* [Problem requirements] In the hotel revenue excerpt below, what should a group contract protect the hotel against?

It is also important to remember that your group contract should protect you against overbooking by the group. If they originally wanted ten rooms and you offered them a special discounted rate based on a ten-room piece of business, they shouldn’t end up booking twenty rooms at that special rate. Such discounted rates that are not publicly available on the internet or elsewhere could get some guests overly excited and before you know it, a friend of a friend of a distant cousin of the groom might be taking advantage of the group’s discount. A contract will protect you against such overbookings.
3. Accounting for special days and events
Every city has special events happening throughout the year that create a peak in regular demand cycles. Religious and national holidays, conferences, festivals, entertainment and arts events, big sports events such as the Super Bowl or the Olympics are all good examples for recurring and one-time events that cause a demand spike in a city.
If your city has such a demand-increasing event, you might want to be less flexible with cancellations and overbooking. Some hotels, depending on their proximity to event locations and their popularity among event attendees, might even get away with no-cancellation policies. Luckily, current hospitality systems allow revenue management teams to implement varying cancellation and overbooking policies based on day of week, special packages, or even down to the different room types. With such flexibility offered by technology, it is easier than ever to maximize revenues during special events and protect your hotel against lost revenue due to cancellations.
However, you must be careful not to overprotect your rooms with super strict cancellation policies. It is very common for hotels to be left with unsold inventory on their hands during special events if they overestimated the increased demand for such events. Best way to gauge demand as realistically as possible is to utilize industry reports for recurring events taking into consideration the shifting of day of week. Historical data on these reports will give you a solid expectation to base your strategy.

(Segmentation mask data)
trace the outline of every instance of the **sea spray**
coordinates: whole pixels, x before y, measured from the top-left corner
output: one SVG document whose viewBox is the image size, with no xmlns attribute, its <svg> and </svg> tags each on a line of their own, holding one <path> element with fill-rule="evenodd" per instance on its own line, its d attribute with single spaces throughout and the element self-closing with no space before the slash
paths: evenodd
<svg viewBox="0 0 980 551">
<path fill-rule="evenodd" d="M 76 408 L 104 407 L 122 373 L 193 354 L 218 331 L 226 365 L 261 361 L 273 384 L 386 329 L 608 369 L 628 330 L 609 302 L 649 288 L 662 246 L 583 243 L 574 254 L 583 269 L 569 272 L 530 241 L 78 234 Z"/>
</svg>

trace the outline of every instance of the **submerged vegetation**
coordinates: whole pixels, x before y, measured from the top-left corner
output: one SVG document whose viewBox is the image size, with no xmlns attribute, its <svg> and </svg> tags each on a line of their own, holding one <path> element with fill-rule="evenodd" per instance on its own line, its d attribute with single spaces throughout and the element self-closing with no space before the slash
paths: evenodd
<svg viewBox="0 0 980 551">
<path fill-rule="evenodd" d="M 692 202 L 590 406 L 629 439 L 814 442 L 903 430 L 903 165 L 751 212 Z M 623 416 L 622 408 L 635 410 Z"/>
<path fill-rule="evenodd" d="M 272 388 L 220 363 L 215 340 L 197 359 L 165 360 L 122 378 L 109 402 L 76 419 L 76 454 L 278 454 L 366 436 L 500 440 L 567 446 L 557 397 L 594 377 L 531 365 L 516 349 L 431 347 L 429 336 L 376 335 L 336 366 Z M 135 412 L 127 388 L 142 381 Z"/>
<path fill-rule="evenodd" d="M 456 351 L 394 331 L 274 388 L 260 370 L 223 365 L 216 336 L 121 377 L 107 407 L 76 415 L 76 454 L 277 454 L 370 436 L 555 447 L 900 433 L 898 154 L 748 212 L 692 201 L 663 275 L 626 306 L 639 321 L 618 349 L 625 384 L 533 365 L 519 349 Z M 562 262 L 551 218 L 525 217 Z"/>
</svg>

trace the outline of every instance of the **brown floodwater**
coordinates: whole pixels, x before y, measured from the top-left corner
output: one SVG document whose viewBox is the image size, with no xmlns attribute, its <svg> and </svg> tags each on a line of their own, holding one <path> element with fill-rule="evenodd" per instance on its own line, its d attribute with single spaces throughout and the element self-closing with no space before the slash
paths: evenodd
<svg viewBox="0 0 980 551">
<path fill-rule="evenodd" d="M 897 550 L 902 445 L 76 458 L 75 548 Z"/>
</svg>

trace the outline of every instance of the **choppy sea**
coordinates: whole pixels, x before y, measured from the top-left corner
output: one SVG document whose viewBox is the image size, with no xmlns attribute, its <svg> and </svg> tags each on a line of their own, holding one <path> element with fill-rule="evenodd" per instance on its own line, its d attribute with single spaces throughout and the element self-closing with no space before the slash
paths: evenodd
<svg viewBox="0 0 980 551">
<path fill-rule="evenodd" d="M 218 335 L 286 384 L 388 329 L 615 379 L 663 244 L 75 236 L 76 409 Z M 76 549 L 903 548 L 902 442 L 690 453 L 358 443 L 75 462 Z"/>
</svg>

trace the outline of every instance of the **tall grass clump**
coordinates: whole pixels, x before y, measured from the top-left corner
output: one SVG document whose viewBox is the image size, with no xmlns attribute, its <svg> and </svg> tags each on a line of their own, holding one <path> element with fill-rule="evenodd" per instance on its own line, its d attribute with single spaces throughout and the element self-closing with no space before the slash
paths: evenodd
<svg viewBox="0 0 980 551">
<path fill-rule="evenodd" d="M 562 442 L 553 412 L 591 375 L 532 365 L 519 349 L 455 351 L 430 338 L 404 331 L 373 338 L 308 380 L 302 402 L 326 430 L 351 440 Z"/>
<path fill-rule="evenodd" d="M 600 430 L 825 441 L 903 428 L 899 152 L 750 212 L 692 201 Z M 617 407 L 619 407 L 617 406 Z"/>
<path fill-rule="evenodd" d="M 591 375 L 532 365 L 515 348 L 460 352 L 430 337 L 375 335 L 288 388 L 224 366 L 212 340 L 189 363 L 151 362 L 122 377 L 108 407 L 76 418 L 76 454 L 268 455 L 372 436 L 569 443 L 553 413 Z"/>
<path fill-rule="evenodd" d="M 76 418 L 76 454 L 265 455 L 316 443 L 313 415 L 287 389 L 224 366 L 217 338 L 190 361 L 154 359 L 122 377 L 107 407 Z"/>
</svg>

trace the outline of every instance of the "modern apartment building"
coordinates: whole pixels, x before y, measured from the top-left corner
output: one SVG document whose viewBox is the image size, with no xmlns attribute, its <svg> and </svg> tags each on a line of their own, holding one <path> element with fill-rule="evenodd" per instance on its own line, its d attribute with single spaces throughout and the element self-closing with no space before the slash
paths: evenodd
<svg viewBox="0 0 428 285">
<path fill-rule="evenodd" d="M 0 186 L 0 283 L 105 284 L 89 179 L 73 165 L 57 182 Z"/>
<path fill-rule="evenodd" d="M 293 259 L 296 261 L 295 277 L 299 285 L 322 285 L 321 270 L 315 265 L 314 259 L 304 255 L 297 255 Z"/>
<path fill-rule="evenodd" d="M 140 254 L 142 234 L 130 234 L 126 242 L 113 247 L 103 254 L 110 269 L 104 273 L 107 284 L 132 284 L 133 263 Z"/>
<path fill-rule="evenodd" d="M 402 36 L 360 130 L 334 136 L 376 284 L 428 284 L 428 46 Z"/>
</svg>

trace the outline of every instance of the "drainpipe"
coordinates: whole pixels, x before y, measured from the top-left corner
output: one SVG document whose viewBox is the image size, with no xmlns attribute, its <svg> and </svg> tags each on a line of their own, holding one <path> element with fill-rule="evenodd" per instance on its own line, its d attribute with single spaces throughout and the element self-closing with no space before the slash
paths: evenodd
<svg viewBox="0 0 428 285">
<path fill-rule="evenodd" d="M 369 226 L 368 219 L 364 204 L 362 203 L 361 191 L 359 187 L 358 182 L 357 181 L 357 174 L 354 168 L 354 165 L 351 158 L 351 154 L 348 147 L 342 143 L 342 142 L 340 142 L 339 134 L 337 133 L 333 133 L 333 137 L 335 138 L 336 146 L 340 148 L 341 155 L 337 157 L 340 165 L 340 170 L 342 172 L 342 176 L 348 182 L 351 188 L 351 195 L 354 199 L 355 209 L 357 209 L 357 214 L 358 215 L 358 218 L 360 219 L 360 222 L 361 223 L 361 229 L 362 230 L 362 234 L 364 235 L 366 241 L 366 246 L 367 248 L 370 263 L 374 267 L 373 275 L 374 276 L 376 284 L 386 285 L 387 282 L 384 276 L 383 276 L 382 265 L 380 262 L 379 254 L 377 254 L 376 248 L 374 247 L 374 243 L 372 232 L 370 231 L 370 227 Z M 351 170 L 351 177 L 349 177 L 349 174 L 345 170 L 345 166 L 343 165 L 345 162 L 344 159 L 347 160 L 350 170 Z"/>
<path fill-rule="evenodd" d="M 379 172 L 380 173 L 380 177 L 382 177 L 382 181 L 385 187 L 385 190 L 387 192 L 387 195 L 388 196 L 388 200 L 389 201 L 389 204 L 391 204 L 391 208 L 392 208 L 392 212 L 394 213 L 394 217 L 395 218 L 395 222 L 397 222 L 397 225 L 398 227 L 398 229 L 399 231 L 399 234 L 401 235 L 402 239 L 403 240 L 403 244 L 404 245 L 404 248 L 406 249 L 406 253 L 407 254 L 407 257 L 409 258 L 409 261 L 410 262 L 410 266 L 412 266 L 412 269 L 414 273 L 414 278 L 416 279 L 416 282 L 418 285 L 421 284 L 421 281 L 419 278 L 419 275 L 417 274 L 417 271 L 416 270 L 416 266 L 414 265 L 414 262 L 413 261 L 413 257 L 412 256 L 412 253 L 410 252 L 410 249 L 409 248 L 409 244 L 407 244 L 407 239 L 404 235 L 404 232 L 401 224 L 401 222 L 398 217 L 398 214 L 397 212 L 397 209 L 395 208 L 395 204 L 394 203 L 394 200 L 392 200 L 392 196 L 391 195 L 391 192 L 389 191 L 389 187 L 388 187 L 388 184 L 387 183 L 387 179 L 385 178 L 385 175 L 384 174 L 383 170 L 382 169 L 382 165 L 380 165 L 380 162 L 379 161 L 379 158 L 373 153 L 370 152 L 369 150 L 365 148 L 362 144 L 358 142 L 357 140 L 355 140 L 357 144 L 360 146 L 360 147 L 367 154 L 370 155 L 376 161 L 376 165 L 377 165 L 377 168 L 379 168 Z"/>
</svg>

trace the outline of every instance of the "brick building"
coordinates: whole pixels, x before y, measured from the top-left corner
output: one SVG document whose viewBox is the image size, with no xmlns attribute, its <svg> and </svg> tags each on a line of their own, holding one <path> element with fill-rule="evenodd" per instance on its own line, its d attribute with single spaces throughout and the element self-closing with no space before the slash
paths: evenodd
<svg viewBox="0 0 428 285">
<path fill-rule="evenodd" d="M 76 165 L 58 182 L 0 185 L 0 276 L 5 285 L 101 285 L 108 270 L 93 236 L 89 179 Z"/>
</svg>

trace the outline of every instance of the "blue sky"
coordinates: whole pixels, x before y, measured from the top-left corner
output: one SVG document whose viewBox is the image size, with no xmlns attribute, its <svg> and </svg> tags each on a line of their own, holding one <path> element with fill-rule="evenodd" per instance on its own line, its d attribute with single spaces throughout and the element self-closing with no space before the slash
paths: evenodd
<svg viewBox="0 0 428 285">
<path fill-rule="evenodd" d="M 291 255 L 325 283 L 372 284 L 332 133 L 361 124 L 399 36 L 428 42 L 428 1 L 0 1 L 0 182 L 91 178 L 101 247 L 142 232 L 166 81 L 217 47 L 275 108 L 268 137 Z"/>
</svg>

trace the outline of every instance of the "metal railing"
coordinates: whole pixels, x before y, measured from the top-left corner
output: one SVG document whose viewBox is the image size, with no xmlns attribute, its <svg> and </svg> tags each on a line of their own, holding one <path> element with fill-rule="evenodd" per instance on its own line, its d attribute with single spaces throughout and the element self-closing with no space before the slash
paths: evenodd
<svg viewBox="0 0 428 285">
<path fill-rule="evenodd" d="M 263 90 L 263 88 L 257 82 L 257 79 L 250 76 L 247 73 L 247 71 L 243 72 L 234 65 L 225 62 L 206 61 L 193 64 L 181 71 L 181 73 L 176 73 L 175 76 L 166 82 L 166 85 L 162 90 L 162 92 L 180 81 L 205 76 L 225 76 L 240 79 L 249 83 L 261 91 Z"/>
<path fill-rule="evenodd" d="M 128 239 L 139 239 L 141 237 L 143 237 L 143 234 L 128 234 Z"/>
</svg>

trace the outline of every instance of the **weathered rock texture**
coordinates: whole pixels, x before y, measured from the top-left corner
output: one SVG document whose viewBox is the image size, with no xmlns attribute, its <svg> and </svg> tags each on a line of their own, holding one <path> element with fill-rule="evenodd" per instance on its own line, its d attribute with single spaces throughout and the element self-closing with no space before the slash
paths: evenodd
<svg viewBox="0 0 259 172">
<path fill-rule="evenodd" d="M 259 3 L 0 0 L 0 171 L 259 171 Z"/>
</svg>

* [Your solution] Overbooking by the group.